● PAGE TEXT:
Begin
The cockpit features outstanding detail.  It is perhaps just about on par with what a cast resin set could offer.  The cockpit builds up as a complete unit (firewall, sidewalls) with the control column, throttle quadrant, mixture controls, side consoles, and stick all very well represented.  Instrument dial faces are represented by decals.  The seat and headrest/armor plating assembly also look great, but shoulder harnesses and lap belts are also represented by decals.  A well-sculpted and molded pilot figure is provided.  The parts for the radio stack on the cockpit decking behind the pilot are impressive, and even the small map case is included.  The gunsight assembly also seems just about perfect.  The boarding ladder can be positioned either extended or retracted.  Detail on the nose guns is also quite good.

The gear wells and landing gear are another highlight of the kit.  The wells possess an unusual degree of detail for an injection-molded kit.  They include various large pipes gear door actuators, linkages, and other features.  While the finer wiring and cables are absent, these parts will satisfy most builders in terms of detail.

External stores are provided in the form of two 150-gallon or two 300-gallon external fuel tanks.  If tanks are not fitted, the covers for the stub pylons are included (a thoughtful touch).  While the rudders and ailerons are separate parts, they are designed to go straight-in via mounting tabs.  An even slightly enterprising scale modeler can modify them and make those control surfaces positionable.
End
● DATASET EXCERPTS:
Begin
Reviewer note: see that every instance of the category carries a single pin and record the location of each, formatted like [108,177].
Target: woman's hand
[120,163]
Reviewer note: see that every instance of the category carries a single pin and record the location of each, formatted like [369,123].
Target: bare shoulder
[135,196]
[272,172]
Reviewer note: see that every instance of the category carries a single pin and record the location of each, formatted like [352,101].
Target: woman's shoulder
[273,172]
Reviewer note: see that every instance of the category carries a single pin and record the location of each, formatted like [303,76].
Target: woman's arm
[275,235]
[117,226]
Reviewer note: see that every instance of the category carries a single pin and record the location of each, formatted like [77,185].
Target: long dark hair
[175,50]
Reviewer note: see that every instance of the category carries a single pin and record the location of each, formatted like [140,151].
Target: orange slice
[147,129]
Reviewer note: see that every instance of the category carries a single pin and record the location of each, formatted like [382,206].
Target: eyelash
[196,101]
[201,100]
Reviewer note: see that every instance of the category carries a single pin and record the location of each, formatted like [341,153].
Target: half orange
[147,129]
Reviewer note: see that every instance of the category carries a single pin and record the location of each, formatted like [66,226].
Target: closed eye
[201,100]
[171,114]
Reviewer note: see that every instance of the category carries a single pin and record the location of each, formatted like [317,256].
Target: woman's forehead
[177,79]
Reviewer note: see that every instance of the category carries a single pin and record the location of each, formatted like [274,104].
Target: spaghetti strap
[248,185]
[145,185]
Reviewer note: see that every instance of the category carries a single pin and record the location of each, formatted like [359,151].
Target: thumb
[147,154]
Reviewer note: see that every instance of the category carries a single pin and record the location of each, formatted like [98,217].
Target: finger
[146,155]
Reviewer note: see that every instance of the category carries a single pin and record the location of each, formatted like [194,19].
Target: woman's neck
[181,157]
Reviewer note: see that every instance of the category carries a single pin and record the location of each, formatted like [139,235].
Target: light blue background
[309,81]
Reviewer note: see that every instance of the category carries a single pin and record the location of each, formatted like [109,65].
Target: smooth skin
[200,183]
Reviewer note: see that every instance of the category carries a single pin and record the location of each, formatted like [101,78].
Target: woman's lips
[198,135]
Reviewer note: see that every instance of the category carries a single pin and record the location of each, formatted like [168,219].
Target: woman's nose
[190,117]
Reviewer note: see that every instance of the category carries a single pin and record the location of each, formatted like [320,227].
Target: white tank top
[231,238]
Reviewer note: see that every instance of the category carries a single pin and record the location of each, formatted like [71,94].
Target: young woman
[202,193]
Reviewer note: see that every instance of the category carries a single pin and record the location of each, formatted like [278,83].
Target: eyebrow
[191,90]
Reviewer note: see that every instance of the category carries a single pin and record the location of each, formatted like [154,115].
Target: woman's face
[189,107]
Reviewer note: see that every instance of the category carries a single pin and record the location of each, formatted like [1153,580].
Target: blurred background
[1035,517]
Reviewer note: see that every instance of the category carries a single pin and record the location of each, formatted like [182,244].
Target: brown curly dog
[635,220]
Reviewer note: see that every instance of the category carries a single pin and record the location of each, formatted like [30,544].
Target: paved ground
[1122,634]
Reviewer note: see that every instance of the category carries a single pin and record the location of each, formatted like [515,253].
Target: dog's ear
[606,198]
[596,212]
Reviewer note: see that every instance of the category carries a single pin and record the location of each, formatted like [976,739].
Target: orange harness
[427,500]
End
● SET TASKS:
1. Set down everything in the kit review from "The cockpit features" down to "also quite good.".
2. Resume the model kit review from where it stops.

● THE ANSWERS:
1.
The cockpit features outstanding detail.  It is perhaps just about on par with what a cast resin set could offer.  The cockpit builds up as a complete unit (firewall, sidewalls) with the control column, throttle quadrant, mixture controls, side consoles, and stick all very well represented.  Instrument dial faces are represented by decals.  The seat and headrest/armor plating assembly also look great, but shoulder harnesses and lap belts are also represented by decals.  A well-sculpted and molded pilot figure is provided.  The parts for the radio stack on the cockpit decking behind the pilot are impressive, and even the small map case is included.  The gunsight assembly also seems just about perfect.  The boarding ladder can be positioned either extended or retracted.  Detail on the nose guns is also quite good.

2.
The clear parts are absolutely beautiful.  Their optical quality is flawless, and I would be almost afraid to dip them in future or polish them any further.  There is an extended fairing around the windscreen to make painting and masking easier.  Speaking of masking, the kit-supplied masking set is there to assist that task.  Just be aware that it is not a pre-cut masking set.  Cutting the masks out is up the builder.

Tamiya printed the decals in-house and they appear to be technically flawless.  The markings options are interesting.  The choice for the ace of aces, Captain Bong’s airplane, is historically notable.  The red, yellow, and blue striping on the spinners and tail booms of “Putt Putt Maru” provide another really appealing color scheme for the P-38J.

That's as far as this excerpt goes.